▶ _ИСХОДНЫЙ ТЕКСТ_
В главе о рациональной криминализации рассматривается вопрос «о возможности достижения именно рациональной криминализации», под которой понимается достижение конкретной социально-полезной цели с помощью криминализации; «основание рациональной криминализации» (включая социальное и политическое); «формализация криминализации» (где «прописаны» требования, которые должен учитывать законодатель при решении вопроса о криминализации определенного деяния). В первую очередь, это обоснованность потребности в появлении (конструировании) нового состава преступления (статистические материалы, расчеты ущерба, экспертные суждения, зарубежный опыт и т. д.), предварительный прогноз влияния нового закона на совершение данного деяния и других преступлений, разъяснение основных формулировок новой статьи уголовного закона, обоснование его санкций. Авторы вновь справедливо обращают внимание на анализ Пояснительных записок к принимаемым законопроектам, вводящих в УК новые составы преступлений, отмечая, что «последние нередко не содержат никаких комментариев необходимости криминализации и внесения существенных изменений в уголовный закон, а ограничиваются общими фразами». Как хотелось бы, чтобы законодатель обратил внимание, хотя бы на эти две последние главы монографии, вполне претендующие на то, чтобы служить «Руководством» для законодателя при внесении поправок в УК РФ.

▶ _НАБОР ЗАДАНИЙ_
(1) Чем, согласно тексту о рациональной криминализации, нередко ограничиваются пояснительные записки к законопроектам, вводящим в УК новые составы преступлений?
(2) Продолжите текст о рациональной криминализации после его последнего предложения.

▶ _ПЕРЕЧЕНЬ ЗАПИСЕЙ_
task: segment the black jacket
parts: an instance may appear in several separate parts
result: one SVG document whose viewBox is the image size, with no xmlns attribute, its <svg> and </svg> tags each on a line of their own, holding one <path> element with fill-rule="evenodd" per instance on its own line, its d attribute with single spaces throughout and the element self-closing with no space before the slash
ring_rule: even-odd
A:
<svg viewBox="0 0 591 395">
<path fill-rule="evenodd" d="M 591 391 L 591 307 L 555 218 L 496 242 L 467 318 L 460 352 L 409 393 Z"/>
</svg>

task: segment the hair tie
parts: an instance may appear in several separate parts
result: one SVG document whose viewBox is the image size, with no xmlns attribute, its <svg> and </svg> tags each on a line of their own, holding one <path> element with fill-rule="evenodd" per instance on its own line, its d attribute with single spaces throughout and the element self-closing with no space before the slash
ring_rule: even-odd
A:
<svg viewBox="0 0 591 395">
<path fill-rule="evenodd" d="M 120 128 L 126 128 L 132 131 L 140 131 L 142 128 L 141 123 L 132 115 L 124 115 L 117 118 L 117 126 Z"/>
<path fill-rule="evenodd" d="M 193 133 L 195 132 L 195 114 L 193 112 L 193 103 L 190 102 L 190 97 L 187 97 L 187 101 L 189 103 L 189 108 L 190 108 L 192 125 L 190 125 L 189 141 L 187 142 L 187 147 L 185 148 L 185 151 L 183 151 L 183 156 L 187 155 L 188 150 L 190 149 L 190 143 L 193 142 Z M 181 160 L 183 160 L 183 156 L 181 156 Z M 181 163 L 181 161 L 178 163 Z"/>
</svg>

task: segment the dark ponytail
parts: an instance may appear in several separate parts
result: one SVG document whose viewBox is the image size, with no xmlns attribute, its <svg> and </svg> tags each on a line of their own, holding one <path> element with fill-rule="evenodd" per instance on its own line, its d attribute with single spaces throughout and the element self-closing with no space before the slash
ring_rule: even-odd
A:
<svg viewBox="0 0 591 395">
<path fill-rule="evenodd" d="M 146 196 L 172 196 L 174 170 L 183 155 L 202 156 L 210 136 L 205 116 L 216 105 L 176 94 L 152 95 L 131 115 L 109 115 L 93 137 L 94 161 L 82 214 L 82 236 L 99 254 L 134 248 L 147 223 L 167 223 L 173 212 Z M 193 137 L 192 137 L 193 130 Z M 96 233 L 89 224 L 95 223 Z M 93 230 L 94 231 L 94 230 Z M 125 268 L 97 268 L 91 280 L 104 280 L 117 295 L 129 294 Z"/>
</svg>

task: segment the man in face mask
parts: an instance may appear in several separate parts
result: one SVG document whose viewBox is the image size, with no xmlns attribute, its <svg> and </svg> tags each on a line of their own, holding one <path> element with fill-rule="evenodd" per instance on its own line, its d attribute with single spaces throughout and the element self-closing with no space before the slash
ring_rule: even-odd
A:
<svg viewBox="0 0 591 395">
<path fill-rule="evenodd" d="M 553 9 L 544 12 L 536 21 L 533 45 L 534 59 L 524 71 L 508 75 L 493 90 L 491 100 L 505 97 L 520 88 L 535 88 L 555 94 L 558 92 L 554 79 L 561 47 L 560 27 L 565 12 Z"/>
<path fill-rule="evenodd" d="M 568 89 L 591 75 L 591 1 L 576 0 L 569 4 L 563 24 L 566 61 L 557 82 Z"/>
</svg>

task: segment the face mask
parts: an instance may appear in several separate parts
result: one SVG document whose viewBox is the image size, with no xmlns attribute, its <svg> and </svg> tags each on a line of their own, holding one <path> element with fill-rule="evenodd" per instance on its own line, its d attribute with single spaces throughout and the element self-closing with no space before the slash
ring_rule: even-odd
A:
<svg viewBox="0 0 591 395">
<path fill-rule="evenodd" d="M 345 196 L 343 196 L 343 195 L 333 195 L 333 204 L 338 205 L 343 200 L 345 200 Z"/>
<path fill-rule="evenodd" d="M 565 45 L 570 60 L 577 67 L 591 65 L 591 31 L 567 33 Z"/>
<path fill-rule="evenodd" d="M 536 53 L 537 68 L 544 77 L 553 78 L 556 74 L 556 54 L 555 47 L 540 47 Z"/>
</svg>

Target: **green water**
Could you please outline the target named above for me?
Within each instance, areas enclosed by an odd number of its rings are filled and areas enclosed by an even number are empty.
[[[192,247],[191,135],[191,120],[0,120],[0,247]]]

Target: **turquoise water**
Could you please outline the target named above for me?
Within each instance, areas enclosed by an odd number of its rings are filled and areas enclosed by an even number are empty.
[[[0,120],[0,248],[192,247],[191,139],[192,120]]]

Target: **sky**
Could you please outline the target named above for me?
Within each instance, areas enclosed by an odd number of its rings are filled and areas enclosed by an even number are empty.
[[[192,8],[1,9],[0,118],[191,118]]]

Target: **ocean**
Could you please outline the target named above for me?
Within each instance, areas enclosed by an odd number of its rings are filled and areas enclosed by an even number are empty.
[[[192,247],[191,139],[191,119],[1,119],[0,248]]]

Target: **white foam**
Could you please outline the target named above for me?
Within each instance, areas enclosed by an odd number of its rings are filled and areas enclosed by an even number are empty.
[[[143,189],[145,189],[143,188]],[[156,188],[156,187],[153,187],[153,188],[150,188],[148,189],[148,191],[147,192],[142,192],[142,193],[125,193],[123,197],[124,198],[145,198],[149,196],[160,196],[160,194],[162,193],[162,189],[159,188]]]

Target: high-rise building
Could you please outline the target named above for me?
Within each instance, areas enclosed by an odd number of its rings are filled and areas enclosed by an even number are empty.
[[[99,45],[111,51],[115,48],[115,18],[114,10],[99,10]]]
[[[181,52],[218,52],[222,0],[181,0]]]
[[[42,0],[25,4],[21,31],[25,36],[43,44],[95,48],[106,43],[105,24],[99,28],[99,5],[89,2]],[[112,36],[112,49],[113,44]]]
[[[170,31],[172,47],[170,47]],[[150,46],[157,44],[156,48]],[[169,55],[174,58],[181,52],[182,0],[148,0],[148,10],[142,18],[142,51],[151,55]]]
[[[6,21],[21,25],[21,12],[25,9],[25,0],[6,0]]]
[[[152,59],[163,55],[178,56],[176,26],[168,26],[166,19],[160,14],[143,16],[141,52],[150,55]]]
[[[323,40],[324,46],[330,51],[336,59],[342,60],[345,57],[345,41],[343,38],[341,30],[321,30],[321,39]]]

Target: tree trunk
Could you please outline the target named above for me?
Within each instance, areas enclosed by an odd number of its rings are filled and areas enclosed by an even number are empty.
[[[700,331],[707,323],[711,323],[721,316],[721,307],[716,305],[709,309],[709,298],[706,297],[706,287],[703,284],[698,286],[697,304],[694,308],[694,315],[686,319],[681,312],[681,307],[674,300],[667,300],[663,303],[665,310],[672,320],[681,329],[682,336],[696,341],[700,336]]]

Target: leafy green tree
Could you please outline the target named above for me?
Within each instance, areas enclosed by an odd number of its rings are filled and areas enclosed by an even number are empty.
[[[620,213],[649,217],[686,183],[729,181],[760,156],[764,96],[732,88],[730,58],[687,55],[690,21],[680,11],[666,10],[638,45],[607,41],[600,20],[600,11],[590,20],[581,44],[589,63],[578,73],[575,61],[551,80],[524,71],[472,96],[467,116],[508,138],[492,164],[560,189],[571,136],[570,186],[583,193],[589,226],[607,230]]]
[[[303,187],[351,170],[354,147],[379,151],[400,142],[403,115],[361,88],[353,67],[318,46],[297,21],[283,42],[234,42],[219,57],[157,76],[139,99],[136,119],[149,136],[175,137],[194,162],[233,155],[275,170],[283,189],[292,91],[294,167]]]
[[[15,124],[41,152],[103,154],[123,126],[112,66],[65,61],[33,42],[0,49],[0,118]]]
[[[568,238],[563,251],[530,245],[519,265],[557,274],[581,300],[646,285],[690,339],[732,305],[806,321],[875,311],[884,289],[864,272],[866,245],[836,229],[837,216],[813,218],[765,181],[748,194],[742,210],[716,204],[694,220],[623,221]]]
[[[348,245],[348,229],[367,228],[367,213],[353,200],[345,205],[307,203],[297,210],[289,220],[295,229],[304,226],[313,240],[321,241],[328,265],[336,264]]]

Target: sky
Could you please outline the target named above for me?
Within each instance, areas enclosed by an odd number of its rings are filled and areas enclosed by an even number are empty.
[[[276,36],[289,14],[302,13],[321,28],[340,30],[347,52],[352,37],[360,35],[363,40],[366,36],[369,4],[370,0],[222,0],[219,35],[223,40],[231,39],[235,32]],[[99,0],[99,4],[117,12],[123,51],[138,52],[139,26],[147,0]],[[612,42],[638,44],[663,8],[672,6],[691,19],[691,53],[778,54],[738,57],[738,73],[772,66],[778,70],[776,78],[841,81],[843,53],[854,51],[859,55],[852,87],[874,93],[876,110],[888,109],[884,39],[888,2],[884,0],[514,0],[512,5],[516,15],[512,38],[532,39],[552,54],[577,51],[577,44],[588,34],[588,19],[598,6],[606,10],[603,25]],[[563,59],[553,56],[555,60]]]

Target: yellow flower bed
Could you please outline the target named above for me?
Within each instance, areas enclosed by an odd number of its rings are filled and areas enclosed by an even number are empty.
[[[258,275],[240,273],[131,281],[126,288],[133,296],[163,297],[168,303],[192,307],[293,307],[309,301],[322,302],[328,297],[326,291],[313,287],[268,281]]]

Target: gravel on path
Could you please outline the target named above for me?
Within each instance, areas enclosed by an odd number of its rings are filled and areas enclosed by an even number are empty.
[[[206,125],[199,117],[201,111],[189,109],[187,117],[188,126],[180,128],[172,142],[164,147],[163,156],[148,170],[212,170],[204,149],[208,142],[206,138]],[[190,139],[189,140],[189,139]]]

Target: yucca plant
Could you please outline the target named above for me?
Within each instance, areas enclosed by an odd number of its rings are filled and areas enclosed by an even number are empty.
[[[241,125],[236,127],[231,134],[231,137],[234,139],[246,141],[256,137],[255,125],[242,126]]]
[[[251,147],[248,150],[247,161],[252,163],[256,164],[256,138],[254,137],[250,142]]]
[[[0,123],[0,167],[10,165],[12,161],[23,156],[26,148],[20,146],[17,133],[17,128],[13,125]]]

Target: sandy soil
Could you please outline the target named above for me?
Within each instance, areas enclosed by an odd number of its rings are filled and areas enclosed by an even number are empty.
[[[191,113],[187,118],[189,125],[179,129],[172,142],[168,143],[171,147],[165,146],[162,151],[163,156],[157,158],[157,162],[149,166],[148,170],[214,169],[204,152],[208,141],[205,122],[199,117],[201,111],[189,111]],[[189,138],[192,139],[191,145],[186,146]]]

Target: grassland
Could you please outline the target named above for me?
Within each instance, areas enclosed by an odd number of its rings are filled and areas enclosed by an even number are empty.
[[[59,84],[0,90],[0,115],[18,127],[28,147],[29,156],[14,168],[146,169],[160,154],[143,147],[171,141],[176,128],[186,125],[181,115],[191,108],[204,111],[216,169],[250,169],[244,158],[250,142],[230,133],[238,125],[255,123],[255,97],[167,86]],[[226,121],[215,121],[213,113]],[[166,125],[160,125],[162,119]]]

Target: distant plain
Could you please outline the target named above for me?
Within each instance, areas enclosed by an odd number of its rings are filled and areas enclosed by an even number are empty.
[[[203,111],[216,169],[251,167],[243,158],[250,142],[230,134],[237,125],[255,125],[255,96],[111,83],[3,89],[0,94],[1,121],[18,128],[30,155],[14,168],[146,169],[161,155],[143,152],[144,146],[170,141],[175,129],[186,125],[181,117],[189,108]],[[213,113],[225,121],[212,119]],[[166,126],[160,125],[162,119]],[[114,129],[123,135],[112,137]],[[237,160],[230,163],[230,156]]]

▶ _ОТВЕТЫ К ЗАДАНИЯМ_
(1) Общими фразами, без каких-либо комментариев о необходимости криминализации.

(2)
Завершая вопрос о стремлении И. Я. Козаченко в своих трудах подчеркнуть необходимость приближения отечественной уголовно-правовой доктрины об уголовном праве и его применении к мировым стандартам и аналогам, в том числе и к непреходящим ценностям и принципам права, укажу на все возрастающее их значение. Констатирую, что Иван Яковлевич — первый (из нашего юридического доктринального сообщества) по творческой настойчивости продвижения своих, на этот счет, взглядов. И думаю, что после непременного достижения победы в нынешнем боестолкновении России и Запада его представления о принципах Права и Правосудия станут (особенно в информационном плане) наиболее востребованными, хотя для их реализации и не простыми.

В указанные международно-правовые и компаративистские аспекты творческого наследия И. Я. Козаченко вполне вписывается и его обращение к такой проблеме, как привлечение внимания читателя к речам известных российских и зарубежных адвокатов XIX — начала XX века. Так, в 1994 г. редакцией Свердловского юридического института был издано два тома: «Трагедия любви» и «Коварные лабиринты». А в 2003 г. в издательстве «Юридический центр-Пресс» Санкт-Петербурга вышла книга «Истина и закон», содержащая судебные речи известных отечественных и французских адвокатов. Издание востребовано и сегодняшним читателем, так как эти речи представляют собой образцы гражданского мужества и профессионального мастерства, как сам автор отметил, «в постижении ИСТИНЫ с помощью ЗАКОНА и СЛОВА» (что так необходимо нынешнему судопроизводству, в особенности, по уголовным делам.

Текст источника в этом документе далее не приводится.